__Problems to solve__
a. Reproduce everything from "They obey this" down to "to achieve that." in the regex question below, keeping every character unchanged.
b. In the regex question below, which part of the links does the poster suspect is causing the problem?

__Source extract__

++++++++

I wanna get these 3 links into a list:

http://feeds.feedburner.com/~r/CoinDesk/~4/rvoQUj-KDaw
http://feeds.feedburner.com/~r/CoinDesk/~4/xRzN7syt-v0
http://feeds.feedburner.com/~r/CoinDesk/~4/ooQYB2iDxP8

They obey this pattern:

src="http://feeds.feedburner.com/~r/CoinDesk/~4/rvoQUj-KDaw"

I know that I should use re.findall(pattern, string) to achieve that.

But the big question is: How can I build a pattern that works here?

I'm not that good at writing regex patterns.. I always get confused... the one that almost got the job done was this one:

pattern = 'http[s]?://(?:[a-zA-Z]|[0-9]|[$-_@.&+]|[!*\(\),]|(?:%[0-9a-fA-F][0-9a-fA-F]))+'

But all I got was this list:

[u'http://feeds.feedburner.com/', u'http://feeds.feedburner.com/', u'http://feeds.feedburner.com/']

It looks like the problem is with the ~r part and the stuff after that.

Upvotes: 0

Views: 119

Answers (4)

++++++++

__Stored data__
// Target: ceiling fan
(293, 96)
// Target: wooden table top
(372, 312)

++++++++

__Outputs in order__
a.
They obey this pattern:

src="http://feeds.feedburner.com/~r/CoinDesk/~4/rvoQUj-KDaw"

I know that I should use re.findall(pattern, string) to achieve that.

b. The ~r part and everything after it.